== What to produce ==
Please set down word for word every line from the one holding "Note to the class: find the white dress" to the end of the data below, both included.

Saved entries
+===+
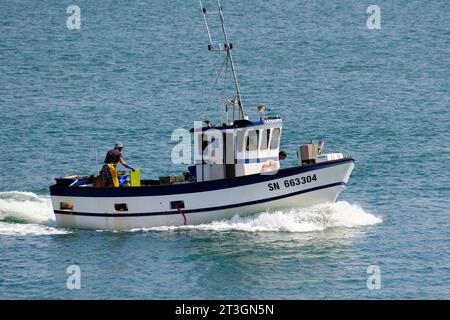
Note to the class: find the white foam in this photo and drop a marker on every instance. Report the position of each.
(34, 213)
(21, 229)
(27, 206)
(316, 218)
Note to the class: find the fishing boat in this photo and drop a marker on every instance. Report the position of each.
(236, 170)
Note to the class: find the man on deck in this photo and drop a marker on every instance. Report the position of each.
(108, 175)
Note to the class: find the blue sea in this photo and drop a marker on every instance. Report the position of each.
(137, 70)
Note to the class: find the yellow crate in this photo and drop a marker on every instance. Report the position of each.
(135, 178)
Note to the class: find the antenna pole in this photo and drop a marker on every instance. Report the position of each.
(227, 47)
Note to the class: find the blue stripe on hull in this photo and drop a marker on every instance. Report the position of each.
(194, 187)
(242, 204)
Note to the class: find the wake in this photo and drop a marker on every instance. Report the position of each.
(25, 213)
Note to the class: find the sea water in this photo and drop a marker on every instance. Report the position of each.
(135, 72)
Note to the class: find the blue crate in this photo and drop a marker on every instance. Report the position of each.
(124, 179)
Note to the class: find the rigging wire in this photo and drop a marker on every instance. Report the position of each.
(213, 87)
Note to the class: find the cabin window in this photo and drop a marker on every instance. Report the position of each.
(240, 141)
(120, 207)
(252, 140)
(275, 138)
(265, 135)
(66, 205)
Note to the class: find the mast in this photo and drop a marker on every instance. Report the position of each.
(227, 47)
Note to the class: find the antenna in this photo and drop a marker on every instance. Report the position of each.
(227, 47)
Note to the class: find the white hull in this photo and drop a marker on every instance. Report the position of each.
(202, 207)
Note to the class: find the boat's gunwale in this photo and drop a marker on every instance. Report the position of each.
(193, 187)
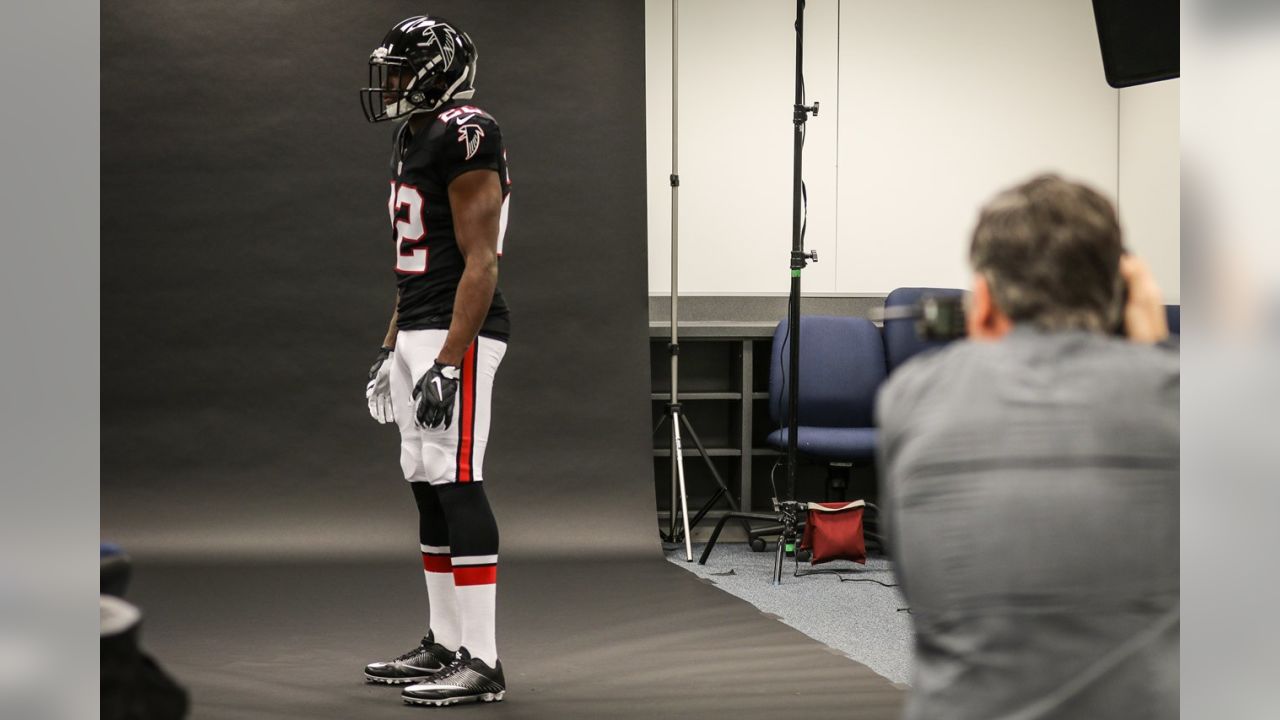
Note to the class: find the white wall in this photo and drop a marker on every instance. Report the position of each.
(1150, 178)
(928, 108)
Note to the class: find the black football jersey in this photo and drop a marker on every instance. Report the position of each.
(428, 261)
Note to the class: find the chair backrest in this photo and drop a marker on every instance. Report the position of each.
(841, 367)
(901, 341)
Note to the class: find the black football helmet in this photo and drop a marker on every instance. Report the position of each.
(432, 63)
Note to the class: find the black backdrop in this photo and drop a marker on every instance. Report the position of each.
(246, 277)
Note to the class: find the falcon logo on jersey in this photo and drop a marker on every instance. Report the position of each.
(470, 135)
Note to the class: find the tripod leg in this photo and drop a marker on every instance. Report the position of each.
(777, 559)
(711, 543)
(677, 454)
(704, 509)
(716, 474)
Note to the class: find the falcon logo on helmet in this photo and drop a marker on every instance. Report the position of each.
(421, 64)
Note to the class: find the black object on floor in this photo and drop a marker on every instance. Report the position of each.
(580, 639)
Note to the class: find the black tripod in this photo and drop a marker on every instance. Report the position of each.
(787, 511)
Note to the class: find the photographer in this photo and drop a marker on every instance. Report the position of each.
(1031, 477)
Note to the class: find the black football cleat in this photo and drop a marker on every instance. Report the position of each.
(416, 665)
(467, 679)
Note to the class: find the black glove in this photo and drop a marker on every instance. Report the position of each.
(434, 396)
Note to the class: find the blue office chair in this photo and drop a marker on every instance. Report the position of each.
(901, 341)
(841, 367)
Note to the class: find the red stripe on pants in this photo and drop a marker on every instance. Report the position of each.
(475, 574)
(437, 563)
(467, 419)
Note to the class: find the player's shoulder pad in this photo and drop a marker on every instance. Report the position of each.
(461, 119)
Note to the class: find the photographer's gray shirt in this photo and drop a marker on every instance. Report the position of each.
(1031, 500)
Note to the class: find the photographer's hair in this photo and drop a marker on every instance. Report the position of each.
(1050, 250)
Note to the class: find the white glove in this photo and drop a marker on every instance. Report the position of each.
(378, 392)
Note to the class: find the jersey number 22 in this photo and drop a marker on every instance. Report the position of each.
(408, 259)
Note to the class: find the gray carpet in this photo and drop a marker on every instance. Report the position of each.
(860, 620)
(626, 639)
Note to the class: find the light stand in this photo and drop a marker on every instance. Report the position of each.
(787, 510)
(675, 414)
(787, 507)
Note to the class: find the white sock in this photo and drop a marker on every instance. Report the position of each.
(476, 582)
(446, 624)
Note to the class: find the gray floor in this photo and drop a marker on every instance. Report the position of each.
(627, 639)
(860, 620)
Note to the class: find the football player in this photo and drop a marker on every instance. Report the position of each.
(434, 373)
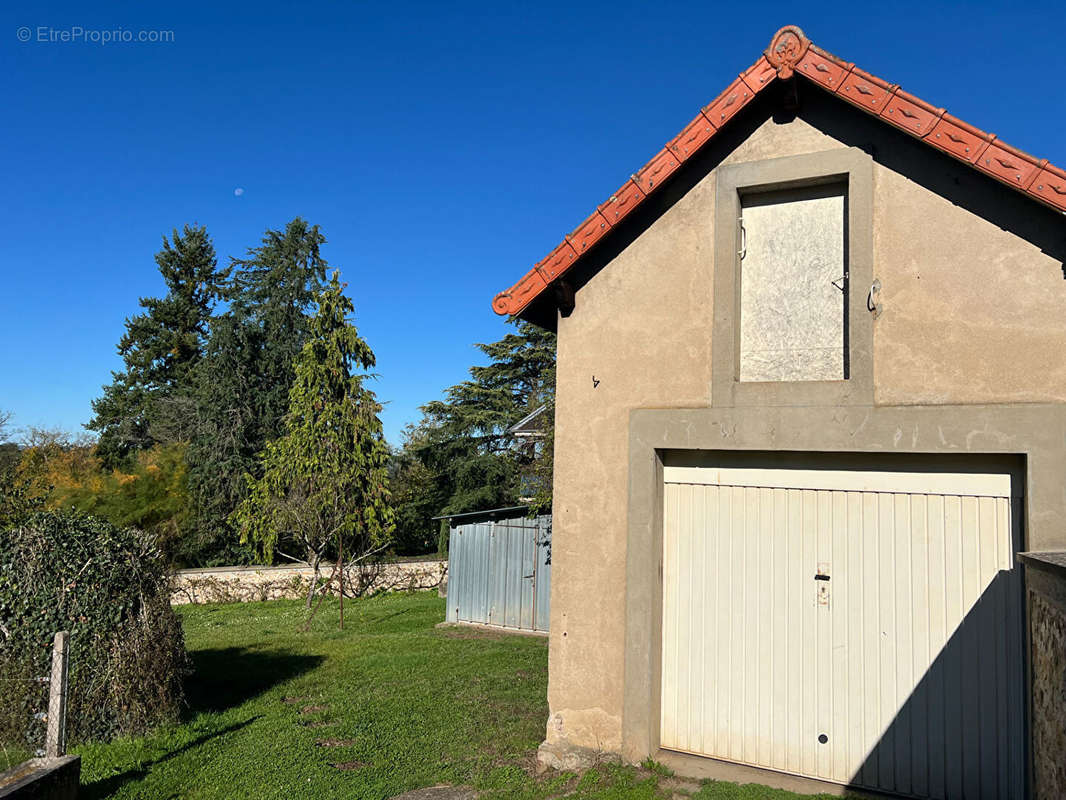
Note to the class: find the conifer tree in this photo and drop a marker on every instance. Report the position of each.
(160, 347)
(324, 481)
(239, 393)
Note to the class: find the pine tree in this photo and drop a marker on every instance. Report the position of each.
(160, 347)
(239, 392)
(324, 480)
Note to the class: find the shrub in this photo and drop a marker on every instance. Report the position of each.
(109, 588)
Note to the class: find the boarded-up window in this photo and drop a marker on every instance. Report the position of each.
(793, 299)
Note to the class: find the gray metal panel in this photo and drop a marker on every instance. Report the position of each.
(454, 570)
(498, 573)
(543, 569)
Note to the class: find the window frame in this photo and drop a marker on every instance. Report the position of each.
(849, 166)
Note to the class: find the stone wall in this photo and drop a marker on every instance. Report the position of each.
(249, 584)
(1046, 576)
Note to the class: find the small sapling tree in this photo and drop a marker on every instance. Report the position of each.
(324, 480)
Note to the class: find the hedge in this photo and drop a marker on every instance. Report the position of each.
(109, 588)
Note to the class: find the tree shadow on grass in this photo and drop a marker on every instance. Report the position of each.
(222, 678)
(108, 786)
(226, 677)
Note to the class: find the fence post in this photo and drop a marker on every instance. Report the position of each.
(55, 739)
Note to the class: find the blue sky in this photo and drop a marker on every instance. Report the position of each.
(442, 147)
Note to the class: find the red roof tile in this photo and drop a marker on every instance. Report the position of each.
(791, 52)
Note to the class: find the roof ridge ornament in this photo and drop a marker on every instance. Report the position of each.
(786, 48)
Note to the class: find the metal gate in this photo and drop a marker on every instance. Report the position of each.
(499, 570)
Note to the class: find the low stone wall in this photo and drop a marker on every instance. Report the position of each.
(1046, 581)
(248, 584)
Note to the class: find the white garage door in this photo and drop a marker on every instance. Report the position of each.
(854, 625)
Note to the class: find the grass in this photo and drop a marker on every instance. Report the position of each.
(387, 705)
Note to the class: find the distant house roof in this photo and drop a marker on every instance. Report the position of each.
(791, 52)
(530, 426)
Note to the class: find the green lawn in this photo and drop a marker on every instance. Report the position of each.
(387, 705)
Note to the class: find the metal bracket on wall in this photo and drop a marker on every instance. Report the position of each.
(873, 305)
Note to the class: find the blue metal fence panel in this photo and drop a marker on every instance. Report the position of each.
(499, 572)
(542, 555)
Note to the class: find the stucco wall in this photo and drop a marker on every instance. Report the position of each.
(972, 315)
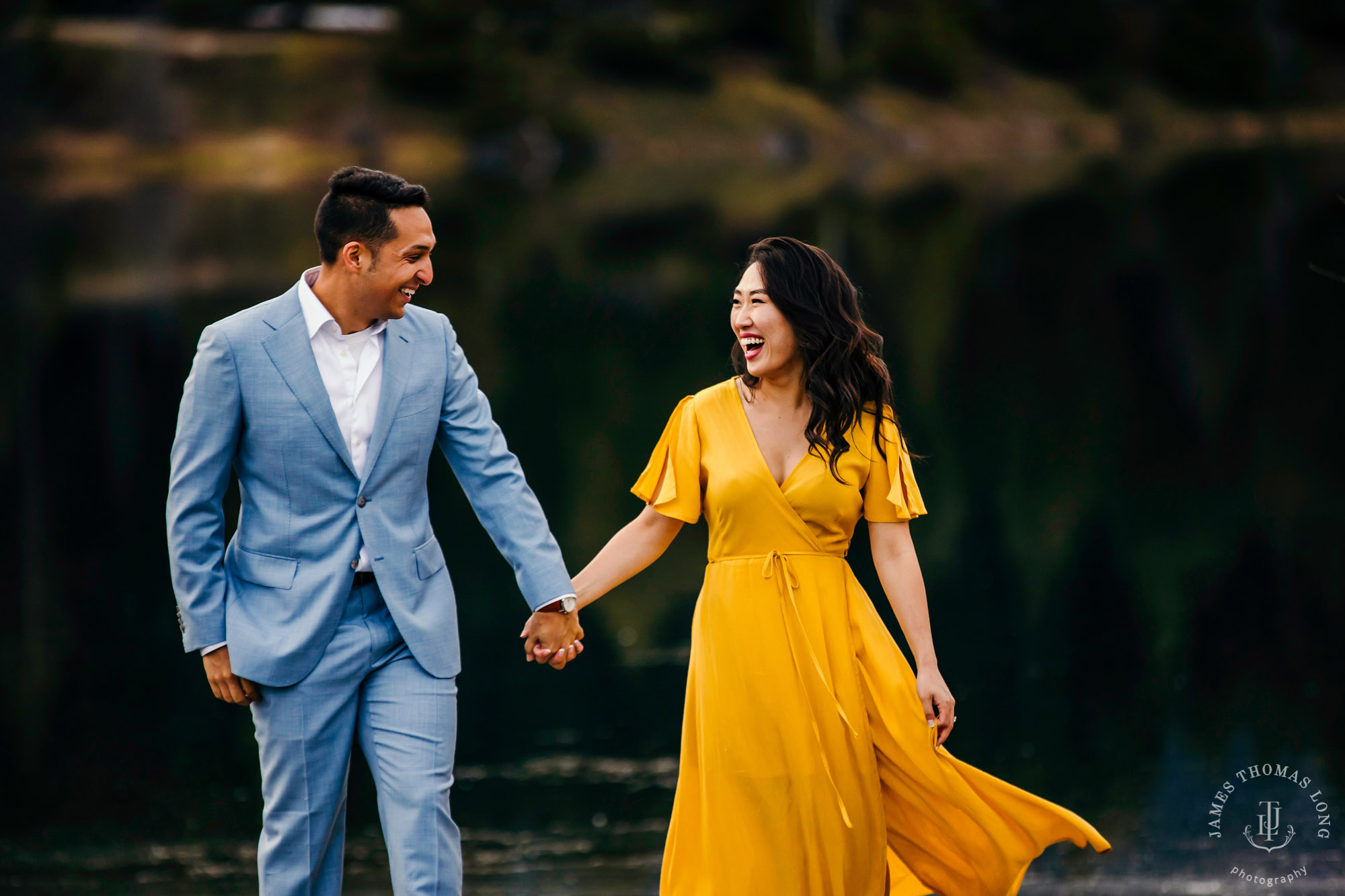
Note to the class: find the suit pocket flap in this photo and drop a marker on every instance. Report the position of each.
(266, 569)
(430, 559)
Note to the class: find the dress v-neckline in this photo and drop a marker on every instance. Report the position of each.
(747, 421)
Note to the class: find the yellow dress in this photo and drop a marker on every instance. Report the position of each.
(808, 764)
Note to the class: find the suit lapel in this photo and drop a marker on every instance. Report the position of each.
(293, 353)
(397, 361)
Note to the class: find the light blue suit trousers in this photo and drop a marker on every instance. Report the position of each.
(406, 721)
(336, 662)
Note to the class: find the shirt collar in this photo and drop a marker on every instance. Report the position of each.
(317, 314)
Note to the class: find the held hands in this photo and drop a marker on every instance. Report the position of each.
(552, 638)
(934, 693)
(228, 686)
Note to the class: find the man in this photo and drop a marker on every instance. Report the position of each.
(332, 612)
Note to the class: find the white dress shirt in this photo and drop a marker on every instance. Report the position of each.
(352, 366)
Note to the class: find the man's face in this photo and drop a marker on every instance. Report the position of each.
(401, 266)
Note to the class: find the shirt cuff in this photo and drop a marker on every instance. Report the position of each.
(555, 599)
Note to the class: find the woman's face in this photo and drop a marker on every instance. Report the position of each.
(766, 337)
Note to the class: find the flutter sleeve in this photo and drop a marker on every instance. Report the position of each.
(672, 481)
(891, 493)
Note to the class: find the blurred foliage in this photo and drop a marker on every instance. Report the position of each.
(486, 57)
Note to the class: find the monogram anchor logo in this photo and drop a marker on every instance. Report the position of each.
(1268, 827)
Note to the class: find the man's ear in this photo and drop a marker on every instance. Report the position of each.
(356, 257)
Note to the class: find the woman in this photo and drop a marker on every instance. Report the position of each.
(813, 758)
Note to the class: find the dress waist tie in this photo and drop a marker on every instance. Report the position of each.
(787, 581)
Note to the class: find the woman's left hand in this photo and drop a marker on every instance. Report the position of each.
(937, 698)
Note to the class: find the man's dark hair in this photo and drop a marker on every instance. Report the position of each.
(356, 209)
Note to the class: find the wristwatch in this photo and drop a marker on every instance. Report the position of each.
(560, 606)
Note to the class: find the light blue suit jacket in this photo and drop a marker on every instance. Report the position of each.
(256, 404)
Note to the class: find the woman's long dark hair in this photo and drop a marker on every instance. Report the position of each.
+===+
== Answer section ==
Note to the class: find the white dress shirt in this photo and drop a marker on every instance. Report the position of each.
(352, 366)
Note to the class: find the man's face in this photo and drop a marker on every instance. Report the position of each.
(401, 266)
Note to the class: find the shirt cuff in this photo and drop a marker on every instance. Report the position of each.
(555, 599)
Note to the class: find the woman's face in this photo and drop a marker on every instance. Report the position of each.
(766, 337)
Note to the class: find the flutter sleeve in this photo and drop a marker on every instance. Report the position of each.
(672, 481)
(891, 493)
Note to the class: find the blurred foliage in this photo and drop a marker on every instance. Report the position of each.
(486, 57)
Note to the class: find the monogram anchor logo in this photo and drop a marker on every instance. Report the position of each.
(1268, 827)
Note to the class: find the man's ear in this photo and drop a marker on every instance. Report the position of each.
(356, 257)
Note to the class: find the woman in this photo and drop a marker on every instance. Report the position of each.
(813, 758)
Note to the class: find the dress waist tie in this photo and drop a marker on every instance. Report the position of each.
(787, 581)
Note to the class: find the woman's left hand in this photo and drop a marker on every instance. Report the position of each.
(937, 698)
Note to the class: find the man's dark hair in this photo and drop a marker on every instance. Report the position of each.
(356, 209)
Note to the class: find the wristwatch in this photo and drop a marker on every instance. Report the position of each.
(560, 606)
Note to the class: find the light blue suit jacket in this photo and drop a marker on every instance. Report the position of each.
(256, 404)
Note to the class: find the woman's long dark hair in this photo and drop a marker on every instance. Report the position of each.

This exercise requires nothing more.